■ Using the information ■
[A] In the student loan article, turn the paragraph that begins "Plan 2 loans accrue interest" into a short list that keeps its main facts.
[B] Write the next few paragraphs of the student loan article, picking up right after its last sentence.

UK Education Secretary Bridget Phillipson has defended freezing the repayment threshold for student loans in England, saying graduates will only pay back £8 more a month on average.

She said ministers would look again at the issue, but added that “there are challenges across education and government and we can’t fix everything at once”.

Speaking to BBC Breakfast, she confirmed that the threshold at which graduates begin to repay their Plan 2 loans will increase as expected in April, before the freeze comes into effect next year.

It comes after some graduates told the BBC that student loan repayments linked to their income had led them to cut their work hours and slash their salaries.

Tinuke Bamiro, 24, says money she makes from social media videos on top of her consulting job has pushed her into the higher-rate tax band, meaning she pays 40p in tax for every £1 she earns between £50,271 and £125,140.

With a Plan 2 student loan, she also pays 9p of every £1 she earns over the current repayment threshold, £28,470. That threshold will rise to £29,385 in April, then be frozen for three years, instead of increasing with inflation.

“The amount that I have to repay, especially on the income I make outside of my nine to five, is a lot,” she says.

There has been growing debate in recent months around Plan 2 student loans, which were issued to undergraduate students in England between September 2012 and July 2023 and are still issued in Wales.

Campaigners have called on the chancellor to reverse the planned threshold freezes. The government said it had made a “tough but fair” decision.

Plan 2 loans accrue interest from the day they are taken out, at a rate of 6.2% while you’re studying. It rises later – in the April after your course ends in most cases – to the Retail Price Index (RPI) measure of inflation, plus up to 3%, depending on earnings.

Tinuke has started increasing her pension contributions to reduce the amount of her income that’s subject to higher‑rate tax and student loan repayments.

“I think this is a good alternative in some ways, in that I get to keep more of the money I make as opposed to just never seeing it again,” she said.

■ Information shown ■
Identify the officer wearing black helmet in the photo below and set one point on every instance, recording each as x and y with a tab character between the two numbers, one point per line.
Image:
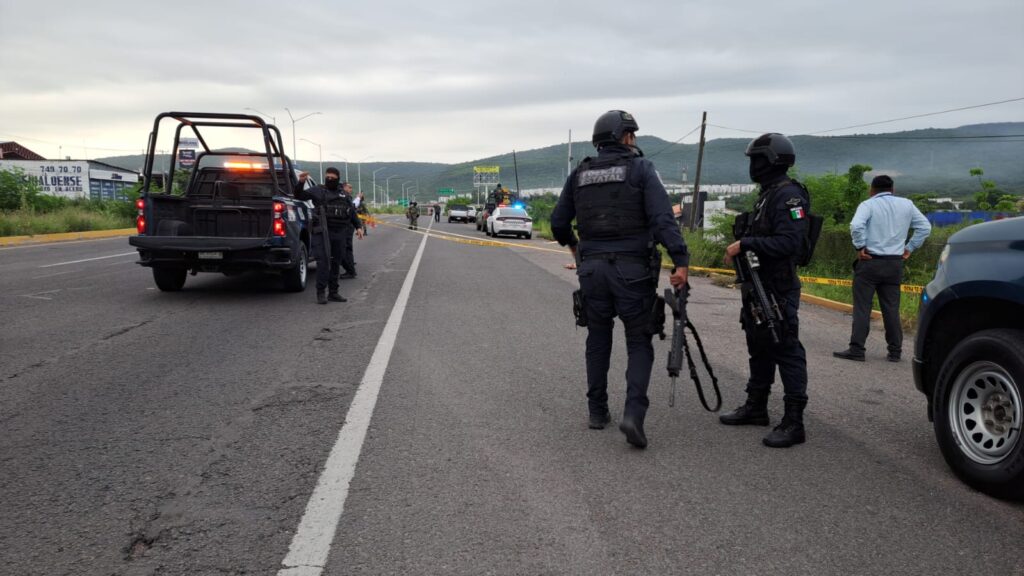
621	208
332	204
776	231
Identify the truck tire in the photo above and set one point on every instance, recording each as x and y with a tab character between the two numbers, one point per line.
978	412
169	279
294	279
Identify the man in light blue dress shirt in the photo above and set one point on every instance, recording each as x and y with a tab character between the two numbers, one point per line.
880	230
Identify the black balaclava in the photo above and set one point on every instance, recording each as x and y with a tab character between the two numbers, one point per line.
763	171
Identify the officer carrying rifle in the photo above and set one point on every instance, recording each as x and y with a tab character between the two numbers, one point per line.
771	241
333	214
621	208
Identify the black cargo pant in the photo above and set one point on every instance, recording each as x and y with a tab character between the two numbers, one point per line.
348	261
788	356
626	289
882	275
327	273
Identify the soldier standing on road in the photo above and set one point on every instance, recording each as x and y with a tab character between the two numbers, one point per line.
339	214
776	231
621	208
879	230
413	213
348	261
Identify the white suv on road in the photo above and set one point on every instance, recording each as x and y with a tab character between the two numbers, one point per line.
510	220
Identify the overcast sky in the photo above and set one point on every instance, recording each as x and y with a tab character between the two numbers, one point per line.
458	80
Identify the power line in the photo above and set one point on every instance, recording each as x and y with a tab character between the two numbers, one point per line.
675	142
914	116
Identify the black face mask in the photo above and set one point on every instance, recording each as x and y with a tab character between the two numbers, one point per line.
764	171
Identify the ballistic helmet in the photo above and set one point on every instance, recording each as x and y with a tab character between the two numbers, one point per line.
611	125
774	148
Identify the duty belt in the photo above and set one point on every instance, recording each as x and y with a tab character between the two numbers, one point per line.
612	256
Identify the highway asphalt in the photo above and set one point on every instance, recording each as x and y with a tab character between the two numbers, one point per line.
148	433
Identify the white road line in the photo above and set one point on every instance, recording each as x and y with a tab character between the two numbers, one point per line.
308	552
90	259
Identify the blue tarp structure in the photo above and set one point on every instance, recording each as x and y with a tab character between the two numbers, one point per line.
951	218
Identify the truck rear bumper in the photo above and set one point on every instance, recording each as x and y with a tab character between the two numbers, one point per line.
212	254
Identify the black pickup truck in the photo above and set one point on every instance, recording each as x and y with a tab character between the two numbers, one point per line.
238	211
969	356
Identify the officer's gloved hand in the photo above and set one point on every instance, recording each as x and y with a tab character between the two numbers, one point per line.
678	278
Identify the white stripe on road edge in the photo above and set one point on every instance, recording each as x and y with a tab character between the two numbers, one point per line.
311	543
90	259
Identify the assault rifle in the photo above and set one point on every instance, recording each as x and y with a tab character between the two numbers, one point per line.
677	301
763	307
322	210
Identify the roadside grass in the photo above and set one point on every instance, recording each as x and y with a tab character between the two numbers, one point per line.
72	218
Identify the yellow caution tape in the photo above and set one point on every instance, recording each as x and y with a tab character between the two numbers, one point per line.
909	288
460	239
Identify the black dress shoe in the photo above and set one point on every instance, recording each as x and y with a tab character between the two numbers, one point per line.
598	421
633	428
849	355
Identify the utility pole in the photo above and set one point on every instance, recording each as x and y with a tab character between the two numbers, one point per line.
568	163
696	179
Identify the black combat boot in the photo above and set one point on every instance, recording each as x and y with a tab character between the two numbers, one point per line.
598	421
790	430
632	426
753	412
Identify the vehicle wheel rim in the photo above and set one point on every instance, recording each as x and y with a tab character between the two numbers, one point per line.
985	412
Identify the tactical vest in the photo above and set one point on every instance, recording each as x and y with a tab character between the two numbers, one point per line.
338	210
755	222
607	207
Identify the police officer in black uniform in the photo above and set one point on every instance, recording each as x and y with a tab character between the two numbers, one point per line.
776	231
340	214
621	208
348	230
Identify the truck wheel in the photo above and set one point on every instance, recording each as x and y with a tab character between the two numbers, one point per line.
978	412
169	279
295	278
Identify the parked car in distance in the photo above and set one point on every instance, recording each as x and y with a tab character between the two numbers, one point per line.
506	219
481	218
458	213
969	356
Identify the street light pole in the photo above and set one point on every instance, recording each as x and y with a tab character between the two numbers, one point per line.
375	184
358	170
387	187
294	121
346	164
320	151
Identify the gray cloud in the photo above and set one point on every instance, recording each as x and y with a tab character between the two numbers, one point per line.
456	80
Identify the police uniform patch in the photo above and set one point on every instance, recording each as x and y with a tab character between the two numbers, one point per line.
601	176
* * *
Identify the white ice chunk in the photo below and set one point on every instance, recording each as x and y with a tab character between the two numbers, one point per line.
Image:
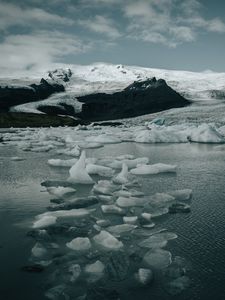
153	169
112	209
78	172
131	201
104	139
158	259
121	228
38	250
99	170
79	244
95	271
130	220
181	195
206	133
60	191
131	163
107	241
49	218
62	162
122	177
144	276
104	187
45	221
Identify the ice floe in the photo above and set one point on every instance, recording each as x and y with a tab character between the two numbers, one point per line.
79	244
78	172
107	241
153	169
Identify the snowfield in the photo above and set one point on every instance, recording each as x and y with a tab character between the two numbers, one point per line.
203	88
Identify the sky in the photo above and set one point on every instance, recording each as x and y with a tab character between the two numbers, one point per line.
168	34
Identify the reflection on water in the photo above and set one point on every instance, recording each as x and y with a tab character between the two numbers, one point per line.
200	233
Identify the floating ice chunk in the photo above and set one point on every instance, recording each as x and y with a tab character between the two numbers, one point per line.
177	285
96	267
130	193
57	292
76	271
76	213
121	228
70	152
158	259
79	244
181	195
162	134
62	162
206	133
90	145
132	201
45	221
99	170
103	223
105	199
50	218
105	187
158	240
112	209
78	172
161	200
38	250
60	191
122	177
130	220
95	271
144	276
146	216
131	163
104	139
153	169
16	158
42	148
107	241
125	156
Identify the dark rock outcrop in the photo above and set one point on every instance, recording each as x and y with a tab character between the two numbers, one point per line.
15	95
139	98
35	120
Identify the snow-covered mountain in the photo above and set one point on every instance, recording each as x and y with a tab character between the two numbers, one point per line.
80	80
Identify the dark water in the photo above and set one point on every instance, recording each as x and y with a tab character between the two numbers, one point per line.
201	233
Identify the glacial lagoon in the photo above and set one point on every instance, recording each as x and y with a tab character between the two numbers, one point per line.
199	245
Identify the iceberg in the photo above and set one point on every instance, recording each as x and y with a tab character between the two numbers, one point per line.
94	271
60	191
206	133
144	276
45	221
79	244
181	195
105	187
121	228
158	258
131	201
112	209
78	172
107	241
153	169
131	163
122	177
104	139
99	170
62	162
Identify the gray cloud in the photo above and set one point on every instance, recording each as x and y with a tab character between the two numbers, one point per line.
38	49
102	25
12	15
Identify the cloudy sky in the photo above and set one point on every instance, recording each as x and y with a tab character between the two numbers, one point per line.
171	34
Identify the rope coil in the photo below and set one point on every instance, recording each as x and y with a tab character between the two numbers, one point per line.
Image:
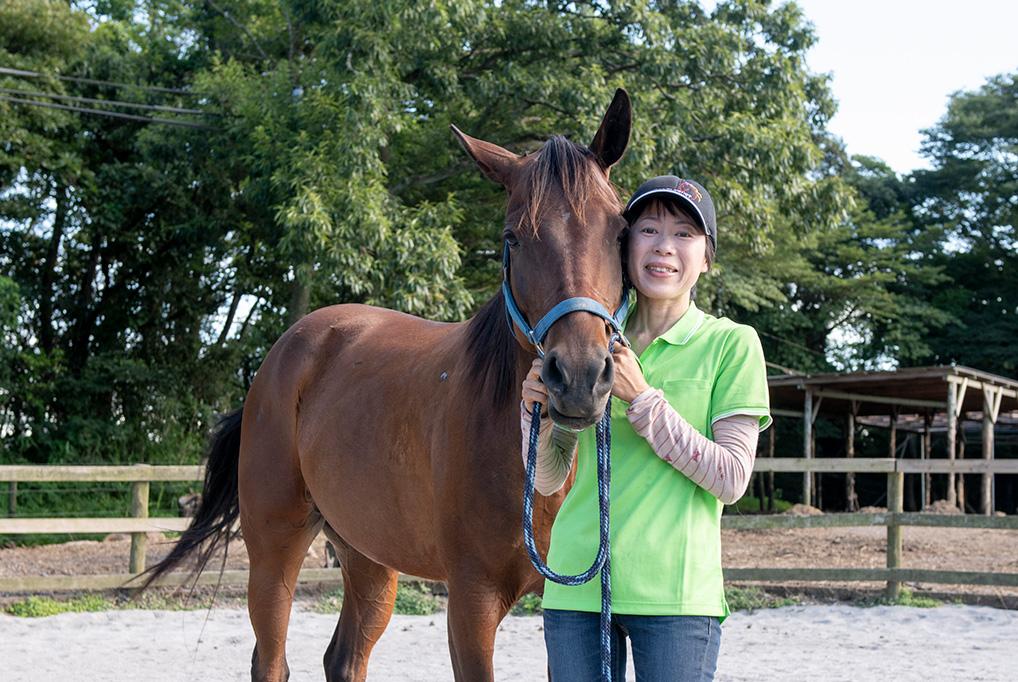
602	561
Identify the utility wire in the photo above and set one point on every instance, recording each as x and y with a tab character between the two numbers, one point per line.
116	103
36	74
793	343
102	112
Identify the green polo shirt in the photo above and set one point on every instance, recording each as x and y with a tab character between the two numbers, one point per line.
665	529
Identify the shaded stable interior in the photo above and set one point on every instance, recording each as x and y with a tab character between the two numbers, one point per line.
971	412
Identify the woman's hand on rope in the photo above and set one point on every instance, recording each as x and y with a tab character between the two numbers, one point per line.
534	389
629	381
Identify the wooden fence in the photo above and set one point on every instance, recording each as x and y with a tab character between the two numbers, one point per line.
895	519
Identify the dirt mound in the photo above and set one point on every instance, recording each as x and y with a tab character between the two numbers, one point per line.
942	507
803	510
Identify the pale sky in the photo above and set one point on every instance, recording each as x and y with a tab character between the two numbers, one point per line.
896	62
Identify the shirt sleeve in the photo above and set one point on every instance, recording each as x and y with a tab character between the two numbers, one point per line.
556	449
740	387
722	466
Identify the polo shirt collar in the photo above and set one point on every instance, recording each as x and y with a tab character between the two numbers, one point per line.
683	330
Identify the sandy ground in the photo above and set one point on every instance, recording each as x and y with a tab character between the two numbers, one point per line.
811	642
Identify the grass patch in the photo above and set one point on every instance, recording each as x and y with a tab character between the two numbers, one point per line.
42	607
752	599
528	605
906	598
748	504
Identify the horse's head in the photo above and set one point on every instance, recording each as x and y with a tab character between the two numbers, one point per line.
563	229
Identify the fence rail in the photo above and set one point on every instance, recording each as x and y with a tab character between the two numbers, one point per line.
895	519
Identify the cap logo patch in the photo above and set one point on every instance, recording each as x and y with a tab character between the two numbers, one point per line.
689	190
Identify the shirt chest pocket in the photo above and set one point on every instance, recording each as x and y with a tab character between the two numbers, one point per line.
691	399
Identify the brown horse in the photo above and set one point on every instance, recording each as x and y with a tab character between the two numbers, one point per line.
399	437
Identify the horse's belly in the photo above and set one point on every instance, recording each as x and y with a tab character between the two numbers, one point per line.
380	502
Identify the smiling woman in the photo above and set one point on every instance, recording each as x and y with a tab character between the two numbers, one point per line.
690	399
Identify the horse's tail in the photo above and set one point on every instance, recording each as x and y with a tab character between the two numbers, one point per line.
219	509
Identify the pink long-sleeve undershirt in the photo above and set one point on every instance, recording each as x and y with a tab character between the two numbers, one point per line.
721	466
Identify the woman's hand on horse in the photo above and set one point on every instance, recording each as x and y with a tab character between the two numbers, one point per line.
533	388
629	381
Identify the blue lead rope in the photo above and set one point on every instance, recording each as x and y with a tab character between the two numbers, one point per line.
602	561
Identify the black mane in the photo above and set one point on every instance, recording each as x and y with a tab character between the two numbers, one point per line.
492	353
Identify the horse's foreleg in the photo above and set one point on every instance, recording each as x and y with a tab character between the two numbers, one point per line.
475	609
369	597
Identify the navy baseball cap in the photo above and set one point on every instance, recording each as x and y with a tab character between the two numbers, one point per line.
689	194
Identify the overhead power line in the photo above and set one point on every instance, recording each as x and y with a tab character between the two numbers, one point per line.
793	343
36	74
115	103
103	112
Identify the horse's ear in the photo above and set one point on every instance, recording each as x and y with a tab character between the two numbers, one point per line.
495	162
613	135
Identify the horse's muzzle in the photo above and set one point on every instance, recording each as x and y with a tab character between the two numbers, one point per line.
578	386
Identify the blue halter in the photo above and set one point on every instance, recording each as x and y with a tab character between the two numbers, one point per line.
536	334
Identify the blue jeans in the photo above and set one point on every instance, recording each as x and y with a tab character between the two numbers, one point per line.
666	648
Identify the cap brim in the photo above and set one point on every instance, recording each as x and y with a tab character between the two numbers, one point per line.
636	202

■ Answers to the exercise ■
[A]
- Plan 2 loans start building up interest on the day they are taken out.
- While you're studying, the rate is 6.2%.
- Later, usually in the April after your course ends, the rate becomes the Retail Price Index (RPI) measure of inflation plus up to 3%, depending on earnings.

[B]
“But I also need a lot of the money now. I’m trying to save. I’d like to get on the property ladder and save for a deposit, and I can’t do that if I’m putting all my money in a pension.”

Tinuke borrowed around £75,000 for her economics and business finance degree at Brunel University. But, because of the Covid pandemic, she said the first two years of her degree were remote. She now owes nearly £90,000.

She said the university did a good job considering the circumstances, but added: “I definitely feel like my first two years were not worth what I paid.”

This month, University College London reached a settlement with graduates and students who launched legal action over teaching quality during strikes and Covid lockdowns.

Now a further 36 universities are facing legal action, though Brunel University is not one of them.

Brunel University said the pandemic “was a challenging period for the whole country and throughout this time, our priority was to ensure students could continue their education and feel supported in doing so”.

It added: “We maintained teaching and provided a range of wellbeing and financial support services including rent waivers, rent credits, rent-free periods and other initiatives to support our student community who were unable to use their rooms during parts of the academic year.”